— Goal —
Turn the entries below into a Markdown table with the columns "Row" and "Line", giving each line a row number and skipping any blank lines.

Stored data entries:
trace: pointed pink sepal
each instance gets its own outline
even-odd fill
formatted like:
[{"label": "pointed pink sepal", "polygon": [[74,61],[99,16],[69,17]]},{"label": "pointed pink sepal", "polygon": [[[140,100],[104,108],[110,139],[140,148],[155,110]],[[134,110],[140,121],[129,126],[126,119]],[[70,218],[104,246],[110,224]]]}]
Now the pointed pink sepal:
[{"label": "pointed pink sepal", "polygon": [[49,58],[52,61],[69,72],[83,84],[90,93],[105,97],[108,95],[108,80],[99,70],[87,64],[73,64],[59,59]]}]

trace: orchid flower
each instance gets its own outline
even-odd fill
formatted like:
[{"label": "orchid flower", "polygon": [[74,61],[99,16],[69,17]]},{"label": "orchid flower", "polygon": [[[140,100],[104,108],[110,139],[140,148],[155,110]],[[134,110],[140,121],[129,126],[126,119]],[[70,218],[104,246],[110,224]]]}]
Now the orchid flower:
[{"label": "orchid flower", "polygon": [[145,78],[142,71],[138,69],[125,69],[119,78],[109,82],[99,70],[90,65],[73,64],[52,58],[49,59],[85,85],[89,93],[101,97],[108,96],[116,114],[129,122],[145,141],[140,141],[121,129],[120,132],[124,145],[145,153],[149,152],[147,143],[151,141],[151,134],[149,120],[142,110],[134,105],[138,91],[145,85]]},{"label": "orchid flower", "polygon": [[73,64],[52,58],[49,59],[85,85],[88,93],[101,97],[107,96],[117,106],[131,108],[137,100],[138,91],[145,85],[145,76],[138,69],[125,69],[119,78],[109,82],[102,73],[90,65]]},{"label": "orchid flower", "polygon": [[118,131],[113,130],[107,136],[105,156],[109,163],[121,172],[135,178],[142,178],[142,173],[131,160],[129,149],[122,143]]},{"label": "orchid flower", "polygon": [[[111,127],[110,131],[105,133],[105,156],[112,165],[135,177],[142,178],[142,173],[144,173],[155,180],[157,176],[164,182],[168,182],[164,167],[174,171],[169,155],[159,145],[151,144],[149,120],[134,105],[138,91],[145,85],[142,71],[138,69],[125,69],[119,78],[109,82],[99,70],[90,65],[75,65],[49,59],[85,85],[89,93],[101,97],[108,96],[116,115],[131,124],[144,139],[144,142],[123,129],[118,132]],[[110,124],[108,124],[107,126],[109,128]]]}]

— Exercise answer —
| Row | Line |
|---|---|
| 1 | trace: pointed pink sepal |
| 2 | each instance gets its own outline |
| 3 | even-odd fill |
| 4 | formatted like: |
| 5 | [{"label": "pointed pink sepal", "polygon": [[74,61],[99,16],[69,17]]},{"label": "pointed pink sepal", "polygon": [[[140,100],[104,108],[110,139],[140,148],[155,110]],[[134,110],[140,121],[129,126],[126,119]],[[70,218],[104,246],[110,224]]]}] |
| 6 | Now the pointed pink sepal: |
| 7 | [{"label": "pointed pink sepal", "polygon": [[49,58],[52,61],[69,72],[83,84],[90,93],[105,97],[108,95],[108,80],[99,70],[87,64],[73,64],[59,59]]}] |
| 8 | trace: orchid flower |
| 9 | each instance gets its own outline |
| 10 | even-odd fill |
| 11 | formatted like: |
| 12 | [{"label": "orchid flower", "polygon": [[74,61],[99,16],[69,17]]},{"label": "orchid flower", "polygon": [[[140,100],[104,108],[110,139],[140,148],[155,110]],[[134,110],[140,121],[129,126],[126,119]],[[70,218],[104,246],[110,224]]]}] |
| 13 | Now the orchid flower: |
| 14 | [{"label": "orchid flower", "polygon": [[145,78],[142,71],[138,69],[125,69],[119,78],[109,82],[99,70],[90,65],[73,64],[52,58],[49,59],[85,85],[89,93],[101,97],[108,96],[116,114],[129,122],[145,141],[140,141],[121,129],[120,132],[124,145],[145,153],[149,152],[147,143],[151,141],[151,134],[149,120],[142,110],[134,105],[138,91],[145,85]]},{"label": "orchid flower", "polygon": [[73,64],[52,58],[49,59],[85,85],[88,93],[101,97],[107,96],[117,106],[131,108],[137,100],[138,91],[145,85],[145,76],[138,69],[125,69],[119,78],[109,82],[102,73],[90,65]]},{"label": "orchid flower", "polygon": [[118,131],[113,130],[107,136],[105,156],[109,163],[121,172],[135,178],[142,178],[142,173],[131,160],[129,149],[122,143]]},{"label": "orchid flower", "polygon": [[[111,127],[110,131],[105,133],[105,156],[112,165],[135,177],[142,178],[142,173],[144,173],[155,180],[157,176],[164,182],[168,182],[164,167],[174,171],[169,155],[159,145],[151,144],[149,120],[134,105],[138,91],[145,85],[142,71],[138,69],[125,69],[119,78],[109,82],[99,70],[90,65],[75,65],[49,59],[85,85],[89,93],[101,97],[108,96],[116,115],[131,124],[144,139],[144,142],[123,129],[118,132]],[[110,124],[108,124],[107,126],[109,128]]]}] |